*TEXTO DE ORIGEN:*

⟨

¿A Dios o a los médicos?


Por Josué Hernández


El Señor Jesucristo dijo: “Los sanos no tienen necesidad de médico, sino los enfermos” (Mat. 9:12). Ciertamente, es imprescindible que los enfermos acudan a los doctores buscando el buen tratamiento de un médico, quien presta sus servicios para la sanidad de los pacientes conforme a su juramento. 

No podemos negar el avance médico, los estupendos tratamientos y los resultados maravillosos que diariamente contemplamos. Tal vez, todos nosotros hemos sido participantes del buen tratamiento por el diagnóstico de un médico. 

Sin embargo, tampoco podemos dejar de contemplar los límites humanos de los doctores. He aquí una tentación para los discípulos de Cristo, porque ¿quién es el dador y sustentador de la vida (Hech. 17:24-28)? ¿No debemos primeramente acudir en oración a nuestro buen Dios y esperar en él (Mat. 7:7-11) en lugar de solamente correr al doctor?

⟩

*REGISTROS PROPORCIONADOS:*

⟨

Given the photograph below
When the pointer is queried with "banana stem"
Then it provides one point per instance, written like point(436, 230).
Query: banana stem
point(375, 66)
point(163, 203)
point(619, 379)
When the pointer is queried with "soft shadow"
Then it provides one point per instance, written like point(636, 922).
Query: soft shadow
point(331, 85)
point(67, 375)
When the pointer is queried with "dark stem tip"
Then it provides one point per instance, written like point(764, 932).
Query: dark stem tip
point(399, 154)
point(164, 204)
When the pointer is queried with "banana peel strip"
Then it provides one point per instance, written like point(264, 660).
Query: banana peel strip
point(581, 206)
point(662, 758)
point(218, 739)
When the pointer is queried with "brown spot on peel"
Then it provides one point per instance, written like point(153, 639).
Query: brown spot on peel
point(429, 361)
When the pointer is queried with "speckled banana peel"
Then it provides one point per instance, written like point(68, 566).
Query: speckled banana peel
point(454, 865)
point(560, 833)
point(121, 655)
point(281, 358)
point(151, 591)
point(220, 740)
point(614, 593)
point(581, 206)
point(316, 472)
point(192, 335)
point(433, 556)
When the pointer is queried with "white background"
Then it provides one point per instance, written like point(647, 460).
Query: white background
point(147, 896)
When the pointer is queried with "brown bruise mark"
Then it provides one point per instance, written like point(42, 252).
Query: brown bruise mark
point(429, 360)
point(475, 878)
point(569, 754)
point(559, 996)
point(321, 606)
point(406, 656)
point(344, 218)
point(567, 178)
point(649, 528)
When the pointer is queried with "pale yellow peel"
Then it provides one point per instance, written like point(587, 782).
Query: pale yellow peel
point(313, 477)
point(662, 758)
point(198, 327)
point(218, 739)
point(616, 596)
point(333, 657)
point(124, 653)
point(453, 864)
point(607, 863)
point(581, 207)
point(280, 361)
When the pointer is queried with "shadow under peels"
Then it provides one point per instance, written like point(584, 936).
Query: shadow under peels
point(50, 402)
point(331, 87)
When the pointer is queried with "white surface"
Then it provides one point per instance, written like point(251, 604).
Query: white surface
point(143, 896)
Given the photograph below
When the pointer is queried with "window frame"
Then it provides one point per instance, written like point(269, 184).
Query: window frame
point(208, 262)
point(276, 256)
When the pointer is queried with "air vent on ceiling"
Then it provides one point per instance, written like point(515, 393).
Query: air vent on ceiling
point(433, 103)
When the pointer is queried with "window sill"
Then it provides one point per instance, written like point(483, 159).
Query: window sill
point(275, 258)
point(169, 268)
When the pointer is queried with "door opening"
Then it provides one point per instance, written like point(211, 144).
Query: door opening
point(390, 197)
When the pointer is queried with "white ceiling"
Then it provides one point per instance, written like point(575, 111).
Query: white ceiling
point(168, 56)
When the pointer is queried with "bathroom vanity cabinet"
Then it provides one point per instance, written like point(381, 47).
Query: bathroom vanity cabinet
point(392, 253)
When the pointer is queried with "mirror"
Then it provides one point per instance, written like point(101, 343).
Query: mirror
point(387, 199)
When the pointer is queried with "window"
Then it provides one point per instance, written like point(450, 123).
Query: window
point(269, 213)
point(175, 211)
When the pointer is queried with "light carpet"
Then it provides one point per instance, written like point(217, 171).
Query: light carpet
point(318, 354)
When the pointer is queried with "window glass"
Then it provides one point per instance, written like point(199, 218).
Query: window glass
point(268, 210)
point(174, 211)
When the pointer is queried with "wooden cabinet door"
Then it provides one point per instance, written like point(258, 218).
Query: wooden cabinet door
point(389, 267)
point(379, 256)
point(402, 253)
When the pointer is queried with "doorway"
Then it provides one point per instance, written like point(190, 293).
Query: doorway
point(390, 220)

⟩

*SOBRE EL EJERCICIO:* Copia el fragmento del texto sobre Dios y los médicos que comienza en "Por Josué Hernández" y termina en "de un médico.", pero cambia "doctores" por "especialistas".

*RESPUESTA A CONTINUACIÓN:*
Por Josué Hernández


El Señor Jesucristo dijo: “Los sanos no tienen necesidad de médico, sino los enfermos” (Mat. 9:12). Ciertamente, es imprescindible que los enfermos acudan a los especialistas buscando el buen tratamiento de un médico, quien presta sus servicios para la sanidad de los pacientes conforme a su juramento. 

No podemos negar el avance médico, los estupendos tratamientos y los resultados maravillosos que diariamente contemplamos. Tal vez, todos nosotros hemos sido participantes del buen tratamiento por el diagnóstico de un médico.